### DIRECTION
Please reproduce the passage of the flashrom history post below from "Sorry to interrupt" to "efforts of course.", word for word.

### DOCUMENT SEGMENT
******************************

Rewriting history (of flashrom)

Sorry to interrupt the stream of GSoC posts! 😉 Some of you may have wondered why there were no flashrom commits at all since the 0.9.9 release in March (i.e. about 5 Months). There wasn’t much direct flashrom development going on on the vanilla branch of flashrom apart from Hatim’s GSoC efforts of course.

Instead I’ve been working on moving our repository to git. I have created some client- and server-side hooks + other infrastructure (with the help of Patrick) that will be used in the future to host the vanilla flashrom repository. This part was actually only the smaller part of time I spent on flashrom in the last months (which was not as much as I would have wished for, obviously). More on this and future development later on the flashrom mailing list…

The remaining time I’ve been working on a script that rewrites history. Not all of history, only the flashrom repository’s history.The new git repo will include not only the commits from the trunk branch of the well-known subversion repository but also the fameless flashrom-related commits of the original coreboot v1 (then LinuxBIOS) repository where flashrom was conceived initially. This comprises about 30 commits from 2002 to fall 2003. The first commit message (by Ron Minnich) was “Trying to make this general purpose user-land flash burner” on 2002-01-29.

******************************

### DATA ENTRIES
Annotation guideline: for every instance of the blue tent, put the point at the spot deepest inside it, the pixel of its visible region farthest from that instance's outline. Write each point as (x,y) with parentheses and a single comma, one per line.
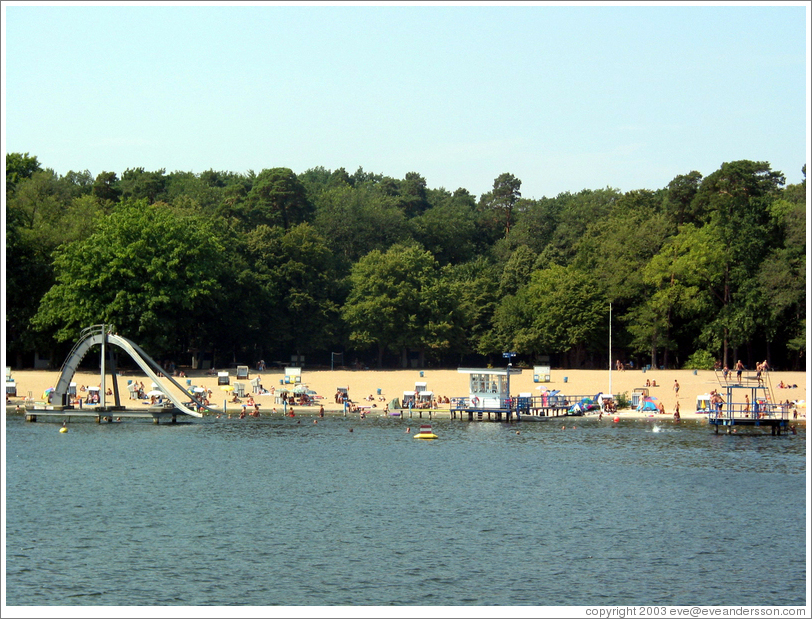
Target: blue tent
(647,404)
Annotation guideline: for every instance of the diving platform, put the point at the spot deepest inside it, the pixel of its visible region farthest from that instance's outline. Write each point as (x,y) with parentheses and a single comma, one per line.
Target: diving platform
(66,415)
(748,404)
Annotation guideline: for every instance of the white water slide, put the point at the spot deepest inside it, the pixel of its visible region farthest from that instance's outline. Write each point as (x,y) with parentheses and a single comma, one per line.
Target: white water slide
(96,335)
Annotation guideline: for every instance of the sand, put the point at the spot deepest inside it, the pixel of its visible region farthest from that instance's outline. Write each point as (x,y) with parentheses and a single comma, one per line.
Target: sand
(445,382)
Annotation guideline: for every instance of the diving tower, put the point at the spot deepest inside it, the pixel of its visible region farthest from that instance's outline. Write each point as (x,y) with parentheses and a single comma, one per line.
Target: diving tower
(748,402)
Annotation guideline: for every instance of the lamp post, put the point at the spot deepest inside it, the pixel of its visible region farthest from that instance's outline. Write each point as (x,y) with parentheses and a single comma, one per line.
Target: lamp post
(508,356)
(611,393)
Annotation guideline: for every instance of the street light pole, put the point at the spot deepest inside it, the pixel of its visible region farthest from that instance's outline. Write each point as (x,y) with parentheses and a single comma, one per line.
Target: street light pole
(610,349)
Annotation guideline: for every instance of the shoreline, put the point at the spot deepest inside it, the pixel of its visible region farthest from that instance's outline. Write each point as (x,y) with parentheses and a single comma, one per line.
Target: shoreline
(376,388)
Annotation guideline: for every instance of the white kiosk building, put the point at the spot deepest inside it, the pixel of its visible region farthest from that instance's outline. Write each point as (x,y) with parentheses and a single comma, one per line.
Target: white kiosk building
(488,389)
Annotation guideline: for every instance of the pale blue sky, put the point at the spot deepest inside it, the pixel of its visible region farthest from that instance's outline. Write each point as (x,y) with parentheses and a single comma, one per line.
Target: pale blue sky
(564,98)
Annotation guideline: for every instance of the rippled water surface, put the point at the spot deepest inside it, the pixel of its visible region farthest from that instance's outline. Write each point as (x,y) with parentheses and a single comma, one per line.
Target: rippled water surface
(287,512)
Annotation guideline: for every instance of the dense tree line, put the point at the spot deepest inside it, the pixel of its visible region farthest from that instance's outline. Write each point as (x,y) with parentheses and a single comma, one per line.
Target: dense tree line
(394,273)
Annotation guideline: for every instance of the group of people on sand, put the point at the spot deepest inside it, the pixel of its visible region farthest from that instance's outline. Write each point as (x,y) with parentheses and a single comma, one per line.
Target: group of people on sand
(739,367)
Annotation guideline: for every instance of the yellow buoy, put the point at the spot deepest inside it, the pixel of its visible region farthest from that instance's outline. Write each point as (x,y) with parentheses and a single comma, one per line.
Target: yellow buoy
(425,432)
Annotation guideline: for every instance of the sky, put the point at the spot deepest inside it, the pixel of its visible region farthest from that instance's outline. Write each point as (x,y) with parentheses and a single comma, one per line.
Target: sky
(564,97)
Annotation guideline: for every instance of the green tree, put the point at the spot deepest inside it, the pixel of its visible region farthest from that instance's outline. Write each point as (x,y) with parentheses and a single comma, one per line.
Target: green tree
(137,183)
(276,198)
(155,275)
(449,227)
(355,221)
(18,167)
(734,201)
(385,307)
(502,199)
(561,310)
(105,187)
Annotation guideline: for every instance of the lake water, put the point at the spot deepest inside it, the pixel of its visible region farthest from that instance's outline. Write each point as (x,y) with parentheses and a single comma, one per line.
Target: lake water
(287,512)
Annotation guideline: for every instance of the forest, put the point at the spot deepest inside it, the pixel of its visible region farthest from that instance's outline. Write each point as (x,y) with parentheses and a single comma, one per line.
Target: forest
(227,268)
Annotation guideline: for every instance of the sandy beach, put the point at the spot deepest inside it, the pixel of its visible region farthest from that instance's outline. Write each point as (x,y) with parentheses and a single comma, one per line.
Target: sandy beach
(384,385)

******************************

### WRITTEN RESPONSE
Sorry to interrupt the stream of GSoC posts! 😉 Some of you may have wondered why there were no flashrom commits at all since the 0.9.9 release in March (i.e. about 5 Months). There wasn’t much direct flashrom development going on on the vanilla branch of flashrom apart from Hatim’s GSoC efforts of course.